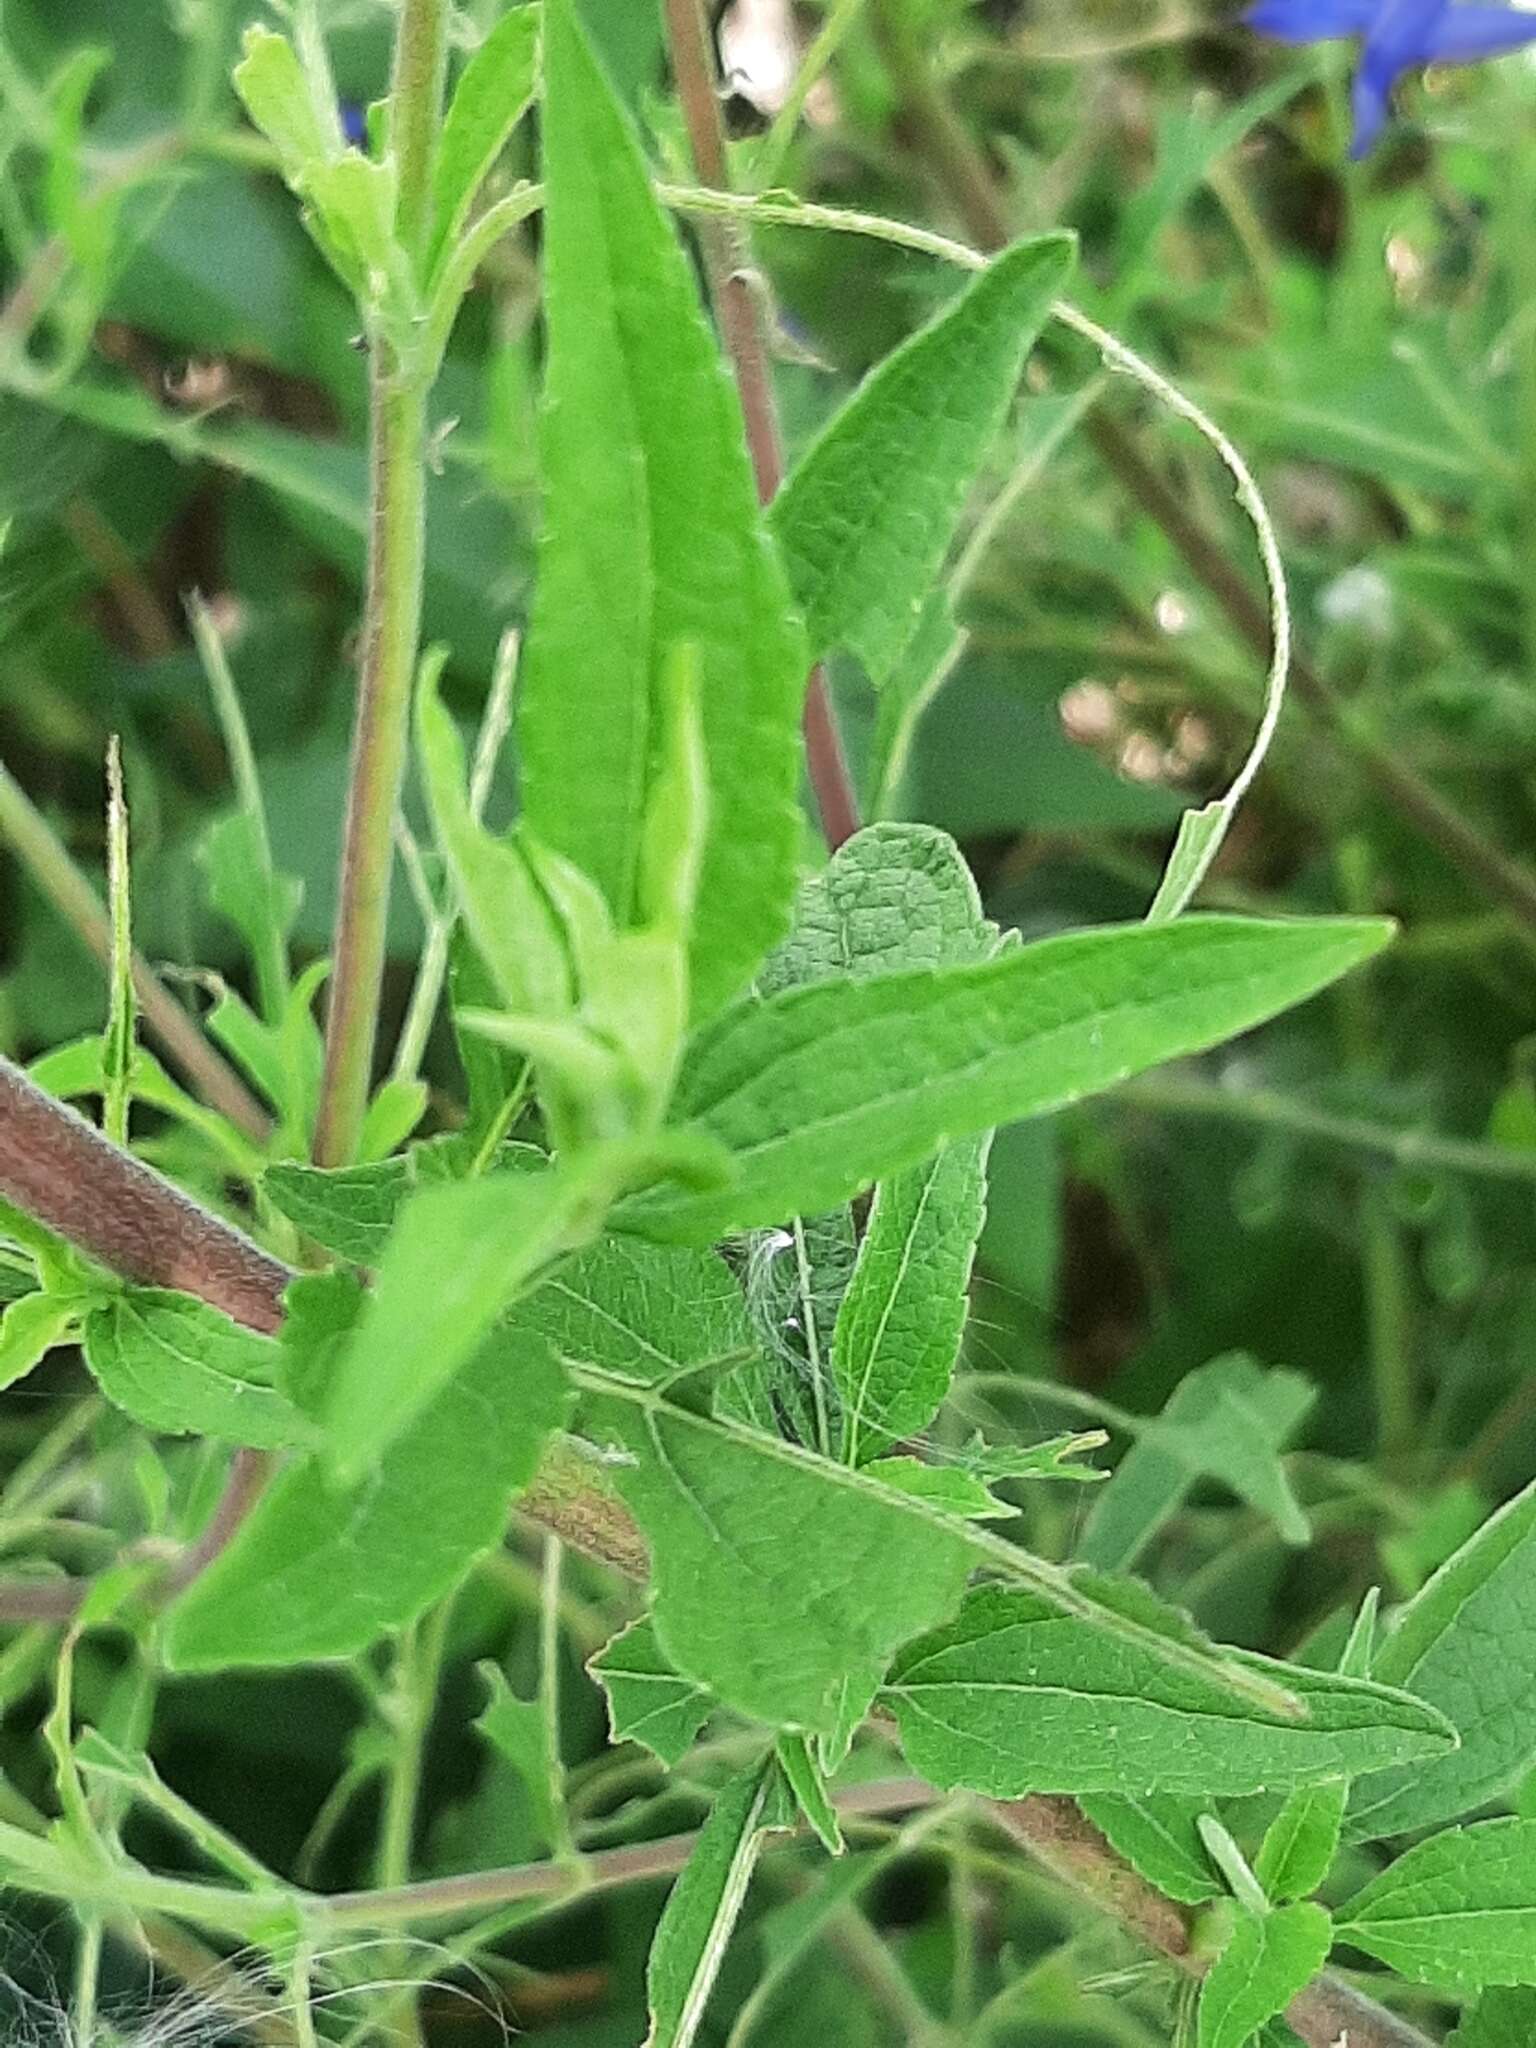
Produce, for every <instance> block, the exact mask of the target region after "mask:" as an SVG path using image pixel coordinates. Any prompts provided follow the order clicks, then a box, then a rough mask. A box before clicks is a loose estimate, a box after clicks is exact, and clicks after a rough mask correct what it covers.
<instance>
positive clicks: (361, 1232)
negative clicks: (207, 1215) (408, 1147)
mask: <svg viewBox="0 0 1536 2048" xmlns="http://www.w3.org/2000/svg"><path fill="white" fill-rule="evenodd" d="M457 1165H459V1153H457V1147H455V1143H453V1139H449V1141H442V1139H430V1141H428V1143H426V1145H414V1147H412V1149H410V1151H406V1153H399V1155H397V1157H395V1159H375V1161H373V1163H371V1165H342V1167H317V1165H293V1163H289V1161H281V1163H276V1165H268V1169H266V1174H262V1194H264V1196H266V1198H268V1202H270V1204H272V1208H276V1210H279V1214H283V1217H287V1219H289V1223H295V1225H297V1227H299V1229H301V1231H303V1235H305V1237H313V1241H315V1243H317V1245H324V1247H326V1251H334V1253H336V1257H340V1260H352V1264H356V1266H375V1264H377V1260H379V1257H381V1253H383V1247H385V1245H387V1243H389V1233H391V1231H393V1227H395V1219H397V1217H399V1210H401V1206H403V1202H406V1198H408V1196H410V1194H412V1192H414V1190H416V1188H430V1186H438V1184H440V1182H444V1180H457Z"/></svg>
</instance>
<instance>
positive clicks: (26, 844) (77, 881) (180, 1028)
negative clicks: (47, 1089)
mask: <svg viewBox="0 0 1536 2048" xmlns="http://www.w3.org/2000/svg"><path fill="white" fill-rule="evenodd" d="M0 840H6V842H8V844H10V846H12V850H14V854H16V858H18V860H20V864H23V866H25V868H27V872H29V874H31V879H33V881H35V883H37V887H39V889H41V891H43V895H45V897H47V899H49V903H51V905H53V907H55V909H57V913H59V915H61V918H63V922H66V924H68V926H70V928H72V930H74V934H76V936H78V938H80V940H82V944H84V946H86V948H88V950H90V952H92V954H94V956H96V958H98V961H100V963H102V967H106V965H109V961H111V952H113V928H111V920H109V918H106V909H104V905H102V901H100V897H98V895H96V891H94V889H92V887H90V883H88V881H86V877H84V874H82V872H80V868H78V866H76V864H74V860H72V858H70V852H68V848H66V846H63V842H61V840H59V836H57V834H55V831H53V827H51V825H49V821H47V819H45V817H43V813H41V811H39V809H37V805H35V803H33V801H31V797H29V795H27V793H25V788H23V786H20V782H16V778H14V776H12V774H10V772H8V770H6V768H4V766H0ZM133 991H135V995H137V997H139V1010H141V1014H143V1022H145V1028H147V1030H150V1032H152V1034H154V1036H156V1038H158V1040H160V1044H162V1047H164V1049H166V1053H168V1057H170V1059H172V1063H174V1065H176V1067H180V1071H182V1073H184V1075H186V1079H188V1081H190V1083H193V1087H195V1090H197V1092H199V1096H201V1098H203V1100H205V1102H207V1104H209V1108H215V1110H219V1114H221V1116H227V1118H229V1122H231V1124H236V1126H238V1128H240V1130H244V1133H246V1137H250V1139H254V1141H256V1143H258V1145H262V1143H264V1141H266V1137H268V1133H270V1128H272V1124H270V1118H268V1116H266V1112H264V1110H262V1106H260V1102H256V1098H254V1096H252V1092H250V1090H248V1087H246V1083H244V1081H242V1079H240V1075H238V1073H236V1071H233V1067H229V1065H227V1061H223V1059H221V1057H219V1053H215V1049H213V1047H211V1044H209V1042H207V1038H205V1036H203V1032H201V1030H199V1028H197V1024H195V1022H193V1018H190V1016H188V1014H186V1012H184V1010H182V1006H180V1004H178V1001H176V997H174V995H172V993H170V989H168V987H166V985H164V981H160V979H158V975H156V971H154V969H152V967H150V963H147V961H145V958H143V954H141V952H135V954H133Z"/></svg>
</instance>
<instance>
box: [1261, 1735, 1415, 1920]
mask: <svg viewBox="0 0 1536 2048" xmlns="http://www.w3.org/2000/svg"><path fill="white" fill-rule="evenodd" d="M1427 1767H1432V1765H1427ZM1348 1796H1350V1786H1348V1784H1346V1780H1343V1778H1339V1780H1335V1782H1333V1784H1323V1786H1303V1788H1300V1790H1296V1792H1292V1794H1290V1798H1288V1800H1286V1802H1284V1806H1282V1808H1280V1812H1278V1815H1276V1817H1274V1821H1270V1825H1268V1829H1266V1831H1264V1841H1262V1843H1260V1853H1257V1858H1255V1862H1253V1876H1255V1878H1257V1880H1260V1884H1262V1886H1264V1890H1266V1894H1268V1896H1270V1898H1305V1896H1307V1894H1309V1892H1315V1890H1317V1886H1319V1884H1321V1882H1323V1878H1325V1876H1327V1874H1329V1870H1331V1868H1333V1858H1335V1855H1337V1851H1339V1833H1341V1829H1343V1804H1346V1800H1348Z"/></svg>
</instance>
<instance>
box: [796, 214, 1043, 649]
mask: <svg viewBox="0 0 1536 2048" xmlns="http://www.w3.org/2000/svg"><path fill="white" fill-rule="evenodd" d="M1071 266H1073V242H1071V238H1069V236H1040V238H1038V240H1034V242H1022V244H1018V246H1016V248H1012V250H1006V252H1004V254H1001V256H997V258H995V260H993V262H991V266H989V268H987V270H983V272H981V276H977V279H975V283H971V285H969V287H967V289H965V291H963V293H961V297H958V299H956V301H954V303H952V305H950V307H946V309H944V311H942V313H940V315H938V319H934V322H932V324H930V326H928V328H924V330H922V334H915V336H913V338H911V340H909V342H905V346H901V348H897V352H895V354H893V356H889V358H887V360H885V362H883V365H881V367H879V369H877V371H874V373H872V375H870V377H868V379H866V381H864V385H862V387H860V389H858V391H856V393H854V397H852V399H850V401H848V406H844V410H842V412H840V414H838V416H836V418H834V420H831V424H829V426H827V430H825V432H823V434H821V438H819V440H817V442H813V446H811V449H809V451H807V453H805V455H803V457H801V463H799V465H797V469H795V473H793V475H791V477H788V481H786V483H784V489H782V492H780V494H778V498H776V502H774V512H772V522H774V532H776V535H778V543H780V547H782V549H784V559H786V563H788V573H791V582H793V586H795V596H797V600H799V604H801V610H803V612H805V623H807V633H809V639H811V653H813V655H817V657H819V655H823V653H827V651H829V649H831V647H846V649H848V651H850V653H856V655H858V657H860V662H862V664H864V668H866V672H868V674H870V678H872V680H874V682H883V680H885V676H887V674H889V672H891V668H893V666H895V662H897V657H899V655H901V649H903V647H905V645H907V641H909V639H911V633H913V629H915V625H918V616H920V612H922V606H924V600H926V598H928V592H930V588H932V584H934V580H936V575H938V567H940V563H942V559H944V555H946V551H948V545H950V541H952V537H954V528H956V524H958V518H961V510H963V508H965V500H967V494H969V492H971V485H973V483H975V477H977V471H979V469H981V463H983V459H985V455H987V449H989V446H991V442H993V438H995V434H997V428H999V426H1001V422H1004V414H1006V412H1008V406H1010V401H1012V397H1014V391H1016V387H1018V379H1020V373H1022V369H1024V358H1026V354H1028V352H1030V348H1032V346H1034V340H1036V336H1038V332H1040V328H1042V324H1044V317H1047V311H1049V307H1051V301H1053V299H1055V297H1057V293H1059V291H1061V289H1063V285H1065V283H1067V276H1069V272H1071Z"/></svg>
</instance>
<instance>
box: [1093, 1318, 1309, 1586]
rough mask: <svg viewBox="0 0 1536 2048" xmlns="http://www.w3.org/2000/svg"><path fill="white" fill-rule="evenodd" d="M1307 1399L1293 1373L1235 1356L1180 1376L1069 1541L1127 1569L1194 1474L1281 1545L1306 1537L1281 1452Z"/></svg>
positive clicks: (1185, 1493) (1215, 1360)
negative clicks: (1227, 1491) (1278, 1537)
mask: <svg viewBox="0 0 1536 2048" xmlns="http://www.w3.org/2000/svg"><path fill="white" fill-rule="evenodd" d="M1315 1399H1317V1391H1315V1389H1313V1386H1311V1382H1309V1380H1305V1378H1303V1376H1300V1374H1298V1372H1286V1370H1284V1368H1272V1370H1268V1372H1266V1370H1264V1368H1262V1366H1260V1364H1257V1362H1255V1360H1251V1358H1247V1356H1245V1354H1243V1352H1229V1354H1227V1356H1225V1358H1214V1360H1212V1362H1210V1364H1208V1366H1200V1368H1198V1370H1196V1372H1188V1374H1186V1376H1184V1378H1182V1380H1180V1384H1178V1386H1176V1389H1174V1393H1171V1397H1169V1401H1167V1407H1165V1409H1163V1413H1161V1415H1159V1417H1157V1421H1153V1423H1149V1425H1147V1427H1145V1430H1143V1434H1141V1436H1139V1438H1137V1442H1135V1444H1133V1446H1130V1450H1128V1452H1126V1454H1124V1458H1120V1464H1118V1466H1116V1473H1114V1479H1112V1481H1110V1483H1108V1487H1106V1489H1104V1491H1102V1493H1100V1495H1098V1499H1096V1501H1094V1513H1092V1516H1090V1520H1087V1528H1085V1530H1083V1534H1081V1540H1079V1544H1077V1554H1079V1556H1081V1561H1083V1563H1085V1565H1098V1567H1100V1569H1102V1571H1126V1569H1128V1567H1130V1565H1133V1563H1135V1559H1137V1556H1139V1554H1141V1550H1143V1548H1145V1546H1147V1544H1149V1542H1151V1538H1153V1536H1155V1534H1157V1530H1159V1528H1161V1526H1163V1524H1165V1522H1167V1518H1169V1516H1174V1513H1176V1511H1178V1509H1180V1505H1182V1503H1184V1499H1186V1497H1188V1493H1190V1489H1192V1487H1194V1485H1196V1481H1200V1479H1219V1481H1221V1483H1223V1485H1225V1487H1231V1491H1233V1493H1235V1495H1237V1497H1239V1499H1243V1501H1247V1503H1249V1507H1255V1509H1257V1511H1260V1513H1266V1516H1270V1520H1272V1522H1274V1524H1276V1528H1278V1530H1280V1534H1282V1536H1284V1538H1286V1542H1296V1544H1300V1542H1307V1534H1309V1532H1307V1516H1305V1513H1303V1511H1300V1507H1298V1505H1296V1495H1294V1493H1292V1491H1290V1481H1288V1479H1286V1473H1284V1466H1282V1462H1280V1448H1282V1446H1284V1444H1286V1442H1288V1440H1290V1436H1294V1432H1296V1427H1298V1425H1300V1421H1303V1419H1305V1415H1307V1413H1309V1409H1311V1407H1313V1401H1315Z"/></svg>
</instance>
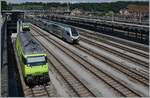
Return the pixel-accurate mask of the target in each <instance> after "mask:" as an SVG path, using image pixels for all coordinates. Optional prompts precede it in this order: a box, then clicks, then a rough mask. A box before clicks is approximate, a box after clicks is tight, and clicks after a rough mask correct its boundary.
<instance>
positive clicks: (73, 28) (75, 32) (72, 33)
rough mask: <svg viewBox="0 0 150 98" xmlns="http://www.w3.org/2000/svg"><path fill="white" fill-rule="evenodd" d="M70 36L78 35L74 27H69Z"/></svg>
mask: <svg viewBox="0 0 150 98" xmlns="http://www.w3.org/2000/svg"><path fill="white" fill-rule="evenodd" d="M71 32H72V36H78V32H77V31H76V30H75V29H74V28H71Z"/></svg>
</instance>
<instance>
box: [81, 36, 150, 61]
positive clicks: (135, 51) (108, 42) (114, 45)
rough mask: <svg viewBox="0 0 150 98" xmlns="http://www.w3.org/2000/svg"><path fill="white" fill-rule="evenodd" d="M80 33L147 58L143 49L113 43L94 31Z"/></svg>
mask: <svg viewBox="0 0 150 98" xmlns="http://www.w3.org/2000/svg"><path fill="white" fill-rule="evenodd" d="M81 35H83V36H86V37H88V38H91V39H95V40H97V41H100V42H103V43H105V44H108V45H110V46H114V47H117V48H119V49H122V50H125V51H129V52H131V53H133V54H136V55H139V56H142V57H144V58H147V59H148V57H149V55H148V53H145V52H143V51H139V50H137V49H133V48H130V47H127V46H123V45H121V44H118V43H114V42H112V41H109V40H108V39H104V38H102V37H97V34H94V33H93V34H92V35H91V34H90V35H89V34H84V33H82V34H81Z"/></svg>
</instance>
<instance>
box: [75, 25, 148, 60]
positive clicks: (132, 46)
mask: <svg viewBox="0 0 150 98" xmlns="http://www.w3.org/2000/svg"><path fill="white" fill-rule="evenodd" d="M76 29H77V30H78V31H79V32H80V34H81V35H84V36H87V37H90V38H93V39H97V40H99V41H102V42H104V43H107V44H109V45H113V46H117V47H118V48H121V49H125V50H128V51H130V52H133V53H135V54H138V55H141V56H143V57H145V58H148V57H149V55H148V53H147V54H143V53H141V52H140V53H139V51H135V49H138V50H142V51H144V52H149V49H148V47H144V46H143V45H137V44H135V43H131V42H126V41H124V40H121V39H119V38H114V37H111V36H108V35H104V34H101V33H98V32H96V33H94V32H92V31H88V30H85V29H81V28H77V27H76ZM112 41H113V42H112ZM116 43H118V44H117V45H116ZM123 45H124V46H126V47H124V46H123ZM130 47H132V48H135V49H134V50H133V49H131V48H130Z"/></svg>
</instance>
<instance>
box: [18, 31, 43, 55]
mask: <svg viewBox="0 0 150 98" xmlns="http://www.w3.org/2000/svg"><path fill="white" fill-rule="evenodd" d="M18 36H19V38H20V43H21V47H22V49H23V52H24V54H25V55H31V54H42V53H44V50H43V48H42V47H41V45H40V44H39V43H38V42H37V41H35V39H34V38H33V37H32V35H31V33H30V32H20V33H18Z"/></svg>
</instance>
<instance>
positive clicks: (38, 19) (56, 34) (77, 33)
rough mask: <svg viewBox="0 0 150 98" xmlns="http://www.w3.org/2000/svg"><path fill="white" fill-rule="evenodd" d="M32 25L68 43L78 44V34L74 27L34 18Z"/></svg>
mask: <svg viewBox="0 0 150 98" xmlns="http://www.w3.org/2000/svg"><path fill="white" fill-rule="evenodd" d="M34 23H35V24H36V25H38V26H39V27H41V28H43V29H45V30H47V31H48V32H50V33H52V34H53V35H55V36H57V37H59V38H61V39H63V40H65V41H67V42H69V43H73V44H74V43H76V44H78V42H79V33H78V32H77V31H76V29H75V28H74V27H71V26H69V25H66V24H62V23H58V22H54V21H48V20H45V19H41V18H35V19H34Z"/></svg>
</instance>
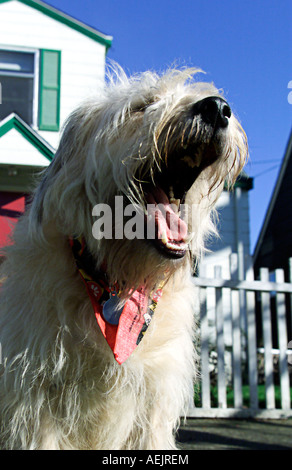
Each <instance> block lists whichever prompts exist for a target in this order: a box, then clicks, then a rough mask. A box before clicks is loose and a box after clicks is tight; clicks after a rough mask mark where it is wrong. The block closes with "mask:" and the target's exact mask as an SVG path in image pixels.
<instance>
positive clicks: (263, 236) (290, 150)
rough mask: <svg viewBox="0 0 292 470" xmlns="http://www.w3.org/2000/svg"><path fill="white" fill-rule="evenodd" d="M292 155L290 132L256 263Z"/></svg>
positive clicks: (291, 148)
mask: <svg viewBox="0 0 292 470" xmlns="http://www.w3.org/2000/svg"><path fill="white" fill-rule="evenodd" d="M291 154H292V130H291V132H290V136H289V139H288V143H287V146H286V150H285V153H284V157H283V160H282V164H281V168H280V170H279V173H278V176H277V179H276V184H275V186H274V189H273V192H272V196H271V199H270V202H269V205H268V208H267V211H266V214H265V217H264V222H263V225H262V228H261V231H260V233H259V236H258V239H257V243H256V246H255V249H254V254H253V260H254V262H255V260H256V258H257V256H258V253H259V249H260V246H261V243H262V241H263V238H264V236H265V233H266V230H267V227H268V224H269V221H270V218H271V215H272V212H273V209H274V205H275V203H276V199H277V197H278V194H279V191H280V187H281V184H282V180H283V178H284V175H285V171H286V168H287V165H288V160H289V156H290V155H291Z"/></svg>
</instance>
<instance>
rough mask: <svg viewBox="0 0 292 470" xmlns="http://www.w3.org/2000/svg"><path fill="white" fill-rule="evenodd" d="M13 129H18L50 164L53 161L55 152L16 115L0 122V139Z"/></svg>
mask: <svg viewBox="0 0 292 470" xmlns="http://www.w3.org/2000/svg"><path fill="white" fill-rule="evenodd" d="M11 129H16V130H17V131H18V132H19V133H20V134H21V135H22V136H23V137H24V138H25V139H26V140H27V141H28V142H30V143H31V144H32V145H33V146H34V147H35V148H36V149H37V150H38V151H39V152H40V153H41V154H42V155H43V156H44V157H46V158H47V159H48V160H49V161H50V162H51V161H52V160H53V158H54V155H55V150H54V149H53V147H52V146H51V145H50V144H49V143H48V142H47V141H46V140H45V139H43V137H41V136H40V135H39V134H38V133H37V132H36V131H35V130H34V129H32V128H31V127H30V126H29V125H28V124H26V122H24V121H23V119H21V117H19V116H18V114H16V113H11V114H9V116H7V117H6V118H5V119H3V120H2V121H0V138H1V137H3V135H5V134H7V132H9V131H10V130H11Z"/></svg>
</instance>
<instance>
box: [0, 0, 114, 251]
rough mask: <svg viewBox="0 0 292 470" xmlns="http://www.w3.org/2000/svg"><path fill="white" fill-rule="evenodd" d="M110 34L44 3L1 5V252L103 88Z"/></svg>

★ ★ ★ ★

* **Exercise description**
Please render the records as a Markdown table, from the start of the records through the line holding "negative clicks: (207, 1215) (408, 1147)", inclusive. Use the columns Row and Line, put one line per row, skip blank lines, and leave the pictures out.

* **Output**
| Row | Line |
|---|---|
| 1 | Produce, for every <instance> block, the exact mask of the target region after "mask:" as an SVG path using image pixel coordinates. Any prompts provided follow the order clicks, then a box, then a rough mask. A box before clicks is a loose estimate, a box after clicks is exact, and clicks after a rough mask correct what it covers. |
| 2 | <instance> |
| 3 | positive clicks: (361, 1232) |
| 4 | negative clicks: (207, 1215) (408, 1147) |